Sometimes this is the case in Rain World, the industrial wasteland survival game where your adorable and pristine slugcat scrambles through an intolerably cruel ecosystem. However, my demise is usually a modest case of this natural order’s overwhelming savagery. This wasn’t a surprise, as I’d read the headlines and a few of the rundowns of Rain World’s unforgiving, post-anthropocene terrain. It’s a striking game that lulls the player into a lush and winding adventure of pipes and platforms, only to brutalize you with a pure scramble for survival.

After the initial release, Videocult was benevolent enough to add some alternate difficulty options, but I was brazen enough to believe that my years of videogame training had prepared me for a standard, moderately challenging experience. I knew it was tough, but I presumed it was surmountable. And technically, I suppose that it is – at the medium “White Slugcat: The Survivor” difficulty one can ferret their way through this vast labyrinth with grit, tenacity and luck. That last element is the most mercurial one though; you are posted up at a steep disadvantage, with a dripping clock, inconsistent resources and functionally invincible and often invisible predators. Rain World is not fair, it doesn’t pretend to be and, no matter how good you are, this game is constructed to destroy you nearly all of the time.

This bone-bruising difficulty is primarily achieved through randomness. Perhaps I’m staking a bold claim here, chapped with boils because I couldn’t simply amble my way through these latticed alleyways with a spring in my paw and a song in my sluggy heart. But where most of the cripplingly difficult platformers of the 8- and 16-bit eras taught you their particular dances, Rain World wants you to learn some improv. To do so, enemies are also randomly redistributed after each death. There are patterns, but not easily predictable from run to run. Between this, and the fact that certain barriers require you to survive for at least an entire cycle or more to traverse to a new zone, the difficulty of Rain World equates to dying until you hit a particular alignment of stars.

_Raw records_:
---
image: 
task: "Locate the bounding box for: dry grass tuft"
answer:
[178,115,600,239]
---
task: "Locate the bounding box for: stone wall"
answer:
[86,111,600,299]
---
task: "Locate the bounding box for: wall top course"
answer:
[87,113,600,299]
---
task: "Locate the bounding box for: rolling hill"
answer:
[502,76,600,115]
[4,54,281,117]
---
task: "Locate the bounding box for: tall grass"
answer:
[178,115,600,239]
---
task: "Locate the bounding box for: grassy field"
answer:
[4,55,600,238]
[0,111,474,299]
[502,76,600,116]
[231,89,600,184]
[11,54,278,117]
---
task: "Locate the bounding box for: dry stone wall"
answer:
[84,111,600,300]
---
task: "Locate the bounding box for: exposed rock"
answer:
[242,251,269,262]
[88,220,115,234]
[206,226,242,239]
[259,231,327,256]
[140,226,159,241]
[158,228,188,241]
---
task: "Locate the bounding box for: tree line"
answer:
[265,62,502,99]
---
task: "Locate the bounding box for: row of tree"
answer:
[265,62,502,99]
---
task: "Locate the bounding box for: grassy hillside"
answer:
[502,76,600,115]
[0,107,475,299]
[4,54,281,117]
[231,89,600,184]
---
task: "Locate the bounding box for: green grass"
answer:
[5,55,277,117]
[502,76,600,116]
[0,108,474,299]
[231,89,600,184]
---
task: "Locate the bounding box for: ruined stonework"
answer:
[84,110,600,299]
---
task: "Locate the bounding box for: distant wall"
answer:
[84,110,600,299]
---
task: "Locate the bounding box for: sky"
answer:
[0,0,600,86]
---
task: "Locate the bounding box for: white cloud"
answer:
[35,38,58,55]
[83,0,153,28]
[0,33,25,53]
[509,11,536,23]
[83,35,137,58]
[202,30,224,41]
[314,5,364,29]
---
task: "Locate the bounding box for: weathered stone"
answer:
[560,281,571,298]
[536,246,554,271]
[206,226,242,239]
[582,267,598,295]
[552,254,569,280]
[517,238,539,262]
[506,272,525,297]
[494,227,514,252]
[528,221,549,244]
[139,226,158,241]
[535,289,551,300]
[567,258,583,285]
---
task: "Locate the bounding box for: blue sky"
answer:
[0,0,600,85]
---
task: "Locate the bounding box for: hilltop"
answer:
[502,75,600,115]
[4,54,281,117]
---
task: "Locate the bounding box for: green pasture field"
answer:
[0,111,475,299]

_Problem requirements_: Pick up the Rain World essay after its last sentence and keep going.

_Response to this task_:
No matter how good you are, you can’t dodge one of the enormous pecking condors, and they almost always swoop down on you without warning. You will pass through sections so often as to establish a rhythm, but a random and perfectly camouflaged komodo lizard will slurp you up before you know it. You can try to be methodical, but if the zone is new to you, this means you will very likely be obliterated down to the soppy molecule by the titular torrential rain before finding shelter.

Your survival doesn’t depend on just a perfectly executed series of maneuvers – the game has to be in your favor that trip as well. The descending winged bastards are buggering off elsewhere, the dragons up in each other’s nethers before sniffing you out and you’ve cyclically inched upwards enough times that you know the path. It’s a matter of maintaining sanity and controller integrity until the right combination of enemy and food disbursement allows you to slip forward, hopefully without you drowning yourself by twitching a jump with the physically resonant but writhing controls. Thus is the myth of difficulty established.

It’s the same concept as Mario Party – hard work plays the merest atomic part, but ultimately fate is cruel and victory is random and meaningless. We each bought a ticket to the ride, but the idea that one is responsible for their own progress is an illusion, perhaps one that we must grip with white knuckles to maintain our sanity in an unforgiving natural order. Whether you win or lose in Mario Party or die in Rain World has little to do with your individual player input. While in Mario Party the point is to get together as a group and laugh about the mayhem in order to bear it, Rain World’s entire premise is about getting split off from your tribe, sealing your doe-eyed slugcat’s fate as gristle for the machine. Those who survive will convince themselves that tenacity and a will of iron are the forces propelling them back to the top, but really it’s a supernatural, Highlander-esque propensity for rebirth and masochism.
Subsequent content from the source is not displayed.